(AIM): Continue the passage on associated eigenvalue problems, picking up right after its final sentence.

(PASSAGE):

Associated Eigenvalue Problems

Associated with the problem of minimizing loss function (1) are some eigen and singular value problems defined by the matrices \(H_j\). This has been discussed extensively in Gifi (1990), and there are some more recent discussions in Tenenhaus and Tenenhaus (2011) and Van der Velden and Takane (2012).

Suppose \(H_j^+\) is the Moore-Penrose inverse of \(H_j\) and \(P_j=H_jH_j^+\) is the orthogonal projector associated with the column space of \(H_j\). Then \[ \min_{A_j}\sigma(X,H,A)=\frac{1}{m}\sum_{j=1}^m(r-\mathbf{tr}\ X'P_jX)=r-\mathbf{tr}\ X'P_\star X, \] with \(P_\star\) the average of the projectors \(P_j\). Thus \[ \min_{X'X=I}\min_{A_j}\sigma(X,H,A)=r-\sum_{s=1}^r\lambda_s(P_\star), \] where \(\lambda_s\) are the ordered eigenvalues of \(P_\star\) (from large to small). Thus we see that homogeneity analysis chooses the \(H_j\), i.e. transforms or quantifies the variables, in such a way that the sum of the \(r\) largest eigenvalues of \(P_\star\) is maximized.

(Location labeling records):

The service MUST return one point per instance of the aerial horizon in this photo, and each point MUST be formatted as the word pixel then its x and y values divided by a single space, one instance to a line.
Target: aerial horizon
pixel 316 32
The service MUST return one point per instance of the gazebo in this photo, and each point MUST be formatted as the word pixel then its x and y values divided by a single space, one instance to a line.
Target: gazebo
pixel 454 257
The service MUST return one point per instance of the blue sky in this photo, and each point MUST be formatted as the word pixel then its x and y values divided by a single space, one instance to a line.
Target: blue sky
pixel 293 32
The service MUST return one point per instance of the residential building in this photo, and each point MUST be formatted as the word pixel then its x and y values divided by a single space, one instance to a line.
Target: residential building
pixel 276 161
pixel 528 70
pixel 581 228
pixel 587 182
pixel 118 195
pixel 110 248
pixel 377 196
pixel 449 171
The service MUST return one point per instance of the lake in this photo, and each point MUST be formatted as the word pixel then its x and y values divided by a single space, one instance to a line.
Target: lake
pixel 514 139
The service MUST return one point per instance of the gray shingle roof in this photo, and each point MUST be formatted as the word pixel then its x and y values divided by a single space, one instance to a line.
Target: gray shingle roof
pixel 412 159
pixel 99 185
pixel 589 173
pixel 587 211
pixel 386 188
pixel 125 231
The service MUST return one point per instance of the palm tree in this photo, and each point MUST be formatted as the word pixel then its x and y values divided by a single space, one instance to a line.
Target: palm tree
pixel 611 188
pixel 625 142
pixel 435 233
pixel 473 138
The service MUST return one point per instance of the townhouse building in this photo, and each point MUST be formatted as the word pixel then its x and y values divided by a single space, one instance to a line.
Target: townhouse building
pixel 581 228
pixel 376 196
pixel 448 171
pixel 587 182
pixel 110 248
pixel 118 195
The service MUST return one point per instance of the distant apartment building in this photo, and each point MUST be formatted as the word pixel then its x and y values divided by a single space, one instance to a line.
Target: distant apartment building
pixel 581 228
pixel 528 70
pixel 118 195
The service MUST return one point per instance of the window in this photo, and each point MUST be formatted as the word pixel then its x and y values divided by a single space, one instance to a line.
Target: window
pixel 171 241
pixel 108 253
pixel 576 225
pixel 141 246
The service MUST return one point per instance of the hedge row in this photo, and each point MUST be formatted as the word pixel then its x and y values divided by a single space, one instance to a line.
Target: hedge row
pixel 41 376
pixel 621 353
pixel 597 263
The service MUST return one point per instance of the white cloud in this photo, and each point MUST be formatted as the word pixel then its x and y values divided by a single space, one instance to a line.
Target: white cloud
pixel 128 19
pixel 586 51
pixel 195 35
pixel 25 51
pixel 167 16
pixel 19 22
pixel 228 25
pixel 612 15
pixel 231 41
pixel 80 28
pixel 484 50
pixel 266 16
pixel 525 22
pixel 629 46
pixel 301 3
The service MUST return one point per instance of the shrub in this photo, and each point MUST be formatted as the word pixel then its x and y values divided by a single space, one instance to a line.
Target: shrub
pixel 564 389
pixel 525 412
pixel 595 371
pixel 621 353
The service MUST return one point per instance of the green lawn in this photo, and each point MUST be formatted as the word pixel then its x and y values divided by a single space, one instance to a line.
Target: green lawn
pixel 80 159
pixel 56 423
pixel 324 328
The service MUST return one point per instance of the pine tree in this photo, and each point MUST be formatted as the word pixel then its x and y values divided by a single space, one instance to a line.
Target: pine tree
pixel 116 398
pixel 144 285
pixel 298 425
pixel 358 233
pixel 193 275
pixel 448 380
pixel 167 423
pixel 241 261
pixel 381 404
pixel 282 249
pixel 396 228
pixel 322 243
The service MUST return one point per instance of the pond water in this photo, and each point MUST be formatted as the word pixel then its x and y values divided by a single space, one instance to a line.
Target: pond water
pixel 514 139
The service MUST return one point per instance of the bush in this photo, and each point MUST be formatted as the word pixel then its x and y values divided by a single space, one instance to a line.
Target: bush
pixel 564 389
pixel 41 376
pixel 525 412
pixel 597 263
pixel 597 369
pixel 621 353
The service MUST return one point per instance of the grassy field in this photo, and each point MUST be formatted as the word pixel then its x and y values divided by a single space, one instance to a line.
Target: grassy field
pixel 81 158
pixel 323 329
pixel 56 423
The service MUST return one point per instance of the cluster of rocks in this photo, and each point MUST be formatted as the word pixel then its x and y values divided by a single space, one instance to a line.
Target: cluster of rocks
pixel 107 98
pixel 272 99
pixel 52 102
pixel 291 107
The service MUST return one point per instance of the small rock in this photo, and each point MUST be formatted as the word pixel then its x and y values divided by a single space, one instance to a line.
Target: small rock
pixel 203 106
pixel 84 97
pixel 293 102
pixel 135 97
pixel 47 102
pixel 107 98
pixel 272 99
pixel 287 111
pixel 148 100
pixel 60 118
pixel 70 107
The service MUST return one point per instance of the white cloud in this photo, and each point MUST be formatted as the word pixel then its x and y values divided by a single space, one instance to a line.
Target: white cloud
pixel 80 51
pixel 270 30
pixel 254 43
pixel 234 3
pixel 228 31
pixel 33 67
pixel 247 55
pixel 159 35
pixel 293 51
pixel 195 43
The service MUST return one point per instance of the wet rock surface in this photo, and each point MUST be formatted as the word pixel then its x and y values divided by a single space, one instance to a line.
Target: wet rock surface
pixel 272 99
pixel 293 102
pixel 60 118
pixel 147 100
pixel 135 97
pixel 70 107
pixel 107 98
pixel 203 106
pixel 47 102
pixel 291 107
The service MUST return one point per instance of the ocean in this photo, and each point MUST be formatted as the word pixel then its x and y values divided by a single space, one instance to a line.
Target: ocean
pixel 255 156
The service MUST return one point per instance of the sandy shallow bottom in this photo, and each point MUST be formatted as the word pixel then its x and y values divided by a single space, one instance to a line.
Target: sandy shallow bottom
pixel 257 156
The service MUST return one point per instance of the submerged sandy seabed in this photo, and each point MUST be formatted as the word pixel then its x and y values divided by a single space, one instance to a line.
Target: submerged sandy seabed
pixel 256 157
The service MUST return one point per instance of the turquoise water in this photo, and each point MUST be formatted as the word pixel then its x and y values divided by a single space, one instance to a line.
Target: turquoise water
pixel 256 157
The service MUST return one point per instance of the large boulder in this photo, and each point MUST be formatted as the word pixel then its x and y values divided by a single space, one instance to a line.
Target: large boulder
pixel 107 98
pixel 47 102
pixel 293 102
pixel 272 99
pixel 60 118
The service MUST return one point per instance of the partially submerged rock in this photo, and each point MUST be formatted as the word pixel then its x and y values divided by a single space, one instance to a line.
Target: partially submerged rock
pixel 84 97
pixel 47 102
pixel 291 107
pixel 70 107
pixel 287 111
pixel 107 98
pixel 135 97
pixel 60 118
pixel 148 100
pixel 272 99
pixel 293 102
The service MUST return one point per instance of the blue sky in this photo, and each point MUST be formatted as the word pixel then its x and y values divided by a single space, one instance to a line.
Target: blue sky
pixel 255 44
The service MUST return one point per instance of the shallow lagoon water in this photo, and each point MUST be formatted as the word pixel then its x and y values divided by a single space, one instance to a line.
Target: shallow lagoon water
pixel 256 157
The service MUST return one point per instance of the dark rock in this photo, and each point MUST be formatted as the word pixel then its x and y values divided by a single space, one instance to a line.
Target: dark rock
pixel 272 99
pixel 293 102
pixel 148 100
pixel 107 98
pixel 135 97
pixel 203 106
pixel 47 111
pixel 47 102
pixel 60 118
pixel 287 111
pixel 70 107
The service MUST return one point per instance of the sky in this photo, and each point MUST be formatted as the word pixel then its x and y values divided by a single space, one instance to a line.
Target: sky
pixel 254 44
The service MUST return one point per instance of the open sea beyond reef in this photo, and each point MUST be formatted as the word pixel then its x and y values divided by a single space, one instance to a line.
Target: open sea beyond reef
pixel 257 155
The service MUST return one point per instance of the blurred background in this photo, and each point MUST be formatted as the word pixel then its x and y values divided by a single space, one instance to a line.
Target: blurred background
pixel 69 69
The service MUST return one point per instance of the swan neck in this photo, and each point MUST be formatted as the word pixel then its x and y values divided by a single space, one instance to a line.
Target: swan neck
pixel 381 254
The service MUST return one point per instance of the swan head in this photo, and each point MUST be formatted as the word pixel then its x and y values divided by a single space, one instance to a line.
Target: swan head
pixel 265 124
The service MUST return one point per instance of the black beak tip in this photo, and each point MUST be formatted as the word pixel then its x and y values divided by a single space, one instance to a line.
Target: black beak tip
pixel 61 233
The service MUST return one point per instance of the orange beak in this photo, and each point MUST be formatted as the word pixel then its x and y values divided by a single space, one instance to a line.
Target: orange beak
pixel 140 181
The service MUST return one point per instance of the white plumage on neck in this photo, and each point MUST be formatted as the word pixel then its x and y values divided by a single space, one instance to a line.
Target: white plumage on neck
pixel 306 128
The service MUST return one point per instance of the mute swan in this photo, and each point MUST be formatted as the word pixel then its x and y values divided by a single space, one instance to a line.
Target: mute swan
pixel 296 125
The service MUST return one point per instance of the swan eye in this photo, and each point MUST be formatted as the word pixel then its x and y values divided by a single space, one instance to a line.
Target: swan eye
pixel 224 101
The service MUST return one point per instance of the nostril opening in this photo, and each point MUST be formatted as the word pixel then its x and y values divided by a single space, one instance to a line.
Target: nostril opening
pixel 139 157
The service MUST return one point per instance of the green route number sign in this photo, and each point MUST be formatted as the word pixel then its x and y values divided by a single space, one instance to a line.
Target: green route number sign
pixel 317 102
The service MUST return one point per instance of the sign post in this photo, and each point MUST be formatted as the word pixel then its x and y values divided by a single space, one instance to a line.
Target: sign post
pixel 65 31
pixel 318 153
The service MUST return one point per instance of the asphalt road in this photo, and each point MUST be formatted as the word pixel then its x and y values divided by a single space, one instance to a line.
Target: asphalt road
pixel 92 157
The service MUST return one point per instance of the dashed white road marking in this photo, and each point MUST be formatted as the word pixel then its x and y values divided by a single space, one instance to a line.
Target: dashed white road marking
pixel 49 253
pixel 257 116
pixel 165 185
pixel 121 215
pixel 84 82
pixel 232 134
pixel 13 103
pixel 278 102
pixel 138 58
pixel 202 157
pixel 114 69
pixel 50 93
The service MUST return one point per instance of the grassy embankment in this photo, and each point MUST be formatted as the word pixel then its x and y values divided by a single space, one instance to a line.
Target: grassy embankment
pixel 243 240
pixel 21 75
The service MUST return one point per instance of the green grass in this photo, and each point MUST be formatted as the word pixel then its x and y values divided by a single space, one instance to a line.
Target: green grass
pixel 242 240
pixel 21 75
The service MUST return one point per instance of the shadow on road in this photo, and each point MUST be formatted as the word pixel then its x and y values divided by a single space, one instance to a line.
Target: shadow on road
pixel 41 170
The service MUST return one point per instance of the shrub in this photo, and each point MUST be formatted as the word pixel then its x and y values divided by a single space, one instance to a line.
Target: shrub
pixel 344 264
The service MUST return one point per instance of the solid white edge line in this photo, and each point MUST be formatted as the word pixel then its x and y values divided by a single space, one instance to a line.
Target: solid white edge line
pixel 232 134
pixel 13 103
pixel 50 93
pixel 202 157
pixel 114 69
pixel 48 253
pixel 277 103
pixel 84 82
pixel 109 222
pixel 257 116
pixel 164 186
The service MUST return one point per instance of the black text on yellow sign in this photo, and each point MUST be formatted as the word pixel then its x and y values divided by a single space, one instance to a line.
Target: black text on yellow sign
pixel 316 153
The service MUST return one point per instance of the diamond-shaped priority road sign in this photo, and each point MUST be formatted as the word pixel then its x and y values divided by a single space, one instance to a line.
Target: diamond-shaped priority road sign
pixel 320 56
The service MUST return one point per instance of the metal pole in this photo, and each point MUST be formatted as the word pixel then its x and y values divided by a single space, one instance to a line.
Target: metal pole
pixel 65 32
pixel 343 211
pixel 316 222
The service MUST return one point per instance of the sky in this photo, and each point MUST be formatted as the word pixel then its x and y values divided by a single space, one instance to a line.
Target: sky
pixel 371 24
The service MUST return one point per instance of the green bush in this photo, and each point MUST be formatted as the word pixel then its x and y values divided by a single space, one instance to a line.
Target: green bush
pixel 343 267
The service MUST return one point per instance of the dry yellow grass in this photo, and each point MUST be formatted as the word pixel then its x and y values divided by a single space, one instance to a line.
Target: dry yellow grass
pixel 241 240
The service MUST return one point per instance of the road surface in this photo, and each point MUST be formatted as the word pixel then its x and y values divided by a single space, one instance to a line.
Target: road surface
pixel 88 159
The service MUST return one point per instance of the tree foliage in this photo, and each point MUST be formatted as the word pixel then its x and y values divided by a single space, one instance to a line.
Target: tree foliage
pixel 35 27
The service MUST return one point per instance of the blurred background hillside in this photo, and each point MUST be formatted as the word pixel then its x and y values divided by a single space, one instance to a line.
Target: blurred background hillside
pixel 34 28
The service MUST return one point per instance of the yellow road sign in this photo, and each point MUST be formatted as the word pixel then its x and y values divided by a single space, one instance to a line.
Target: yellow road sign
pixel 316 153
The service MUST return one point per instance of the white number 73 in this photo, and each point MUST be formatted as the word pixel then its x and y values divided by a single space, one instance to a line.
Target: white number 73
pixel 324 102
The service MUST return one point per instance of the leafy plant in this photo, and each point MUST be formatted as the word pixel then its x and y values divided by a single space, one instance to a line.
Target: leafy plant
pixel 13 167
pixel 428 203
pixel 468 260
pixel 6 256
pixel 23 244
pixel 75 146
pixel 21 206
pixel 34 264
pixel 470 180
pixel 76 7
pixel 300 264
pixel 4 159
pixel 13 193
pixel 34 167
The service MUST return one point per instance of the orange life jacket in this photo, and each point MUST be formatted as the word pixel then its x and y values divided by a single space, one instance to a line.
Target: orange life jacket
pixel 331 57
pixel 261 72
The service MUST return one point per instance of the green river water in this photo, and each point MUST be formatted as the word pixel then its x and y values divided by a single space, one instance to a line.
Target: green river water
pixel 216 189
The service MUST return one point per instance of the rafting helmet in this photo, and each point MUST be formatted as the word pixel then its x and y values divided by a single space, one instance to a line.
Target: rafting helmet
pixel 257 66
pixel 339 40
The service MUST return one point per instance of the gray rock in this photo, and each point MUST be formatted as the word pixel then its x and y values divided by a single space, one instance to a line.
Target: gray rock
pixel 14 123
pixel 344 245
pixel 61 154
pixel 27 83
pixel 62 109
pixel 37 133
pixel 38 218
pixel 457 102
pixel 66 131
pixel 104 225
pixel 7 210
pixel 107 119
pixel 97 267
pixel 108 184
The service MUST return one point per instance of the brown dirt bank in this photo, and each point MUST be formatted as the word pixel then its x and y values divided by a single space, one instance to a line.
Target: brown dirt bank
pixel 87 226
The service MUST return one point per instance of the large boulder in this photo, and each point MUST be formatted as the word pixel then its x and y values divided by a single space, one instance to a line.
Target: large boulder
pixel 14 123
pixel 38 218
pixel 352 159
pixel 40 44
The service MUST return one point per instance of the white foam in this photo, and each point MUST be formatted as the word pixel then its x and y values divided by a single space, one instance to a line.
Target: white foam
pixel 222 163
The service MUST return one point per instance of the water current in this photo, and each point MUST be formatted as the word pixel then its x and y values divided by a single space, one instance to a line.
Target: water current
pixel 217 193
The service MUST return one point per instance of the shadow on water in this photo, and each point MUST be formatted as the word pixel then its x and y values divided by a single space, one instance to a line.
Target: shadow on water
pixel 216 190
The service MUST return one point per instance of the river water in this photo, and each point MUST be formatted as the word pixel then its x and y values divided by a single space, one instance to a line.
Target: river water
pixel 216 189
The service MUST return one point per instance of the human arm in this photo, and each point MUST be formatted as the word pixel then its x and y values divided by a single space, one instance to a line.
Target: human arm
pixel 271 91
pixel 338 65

(TASK RESPONSE):
Now consider alternative restrictions where we do not normalize \(X\), but we normalize the loadings \(A\) by requiring that \[ \frac{1}{m}\sum_{j=1}^m A_j'D_jA_j=I, \] where \(D_j=H_j'H_j\). Also define \(C_{jv}=H_j'H_v.\) We can collect the matrices \(C_{jv}\) in an \(p\times p\) super-matrix \(C\), which we we will call the Burt matrix. Note that if \(H=\begin{bmatrix}H_1&H_2&\cdots&H_m\end{bmatrix}\), then \(C=H'H\). The matrix \(D\) is defined as the direct sum of the \(D_j\), i.e. it consists of the diagonal submatrices of \(C\).

The minimum of loss over unrestricted \(X\) for fixed \(A\) and \(H\) is attained at the average of the set scores \(X=\frac{1}{m}\sum_{j=1}^m H_jA_j,\) and thus \[ \min_{X}\sigma(X,H,A)=r-\frac{1}{m^2}\mathbf{tr}\ A'CA, \] and \[ \min{A'DA=mI}\min_{X}\sigma(X,H,A)=r-\sum_{s=1}^r\lambda_s(C,mD), \] where the \(\lambda_s\) are now the generalized eigenvalues of the pair \(C\) and \(mD\).

If we define \(K\) by \[ K=m^{-\frac12}\begin{bmatrix}H_1(H_1'H_1)^{-\frac12}&\cdots&H_m(H_m'H_m)^{-\frac12}\end{bmatrix}, \] with \((H_j'H_j)^{-\frac12}\) the Moore-Penrose inverse of the symmetric square root. Then \(P_\star=KK'\) and the non-zero eigenvalues of \(P_\star\) are the same as those of \(K'K\), which in turn are equal to the generalized eigenvalues of the pair \((C,mD)\). Thus homogeneity analysis can also be interpreted as transforming the variables in such a way that the sum of the \(p\) largest generalized eigenvalues of \((C,mD)\) is maximized.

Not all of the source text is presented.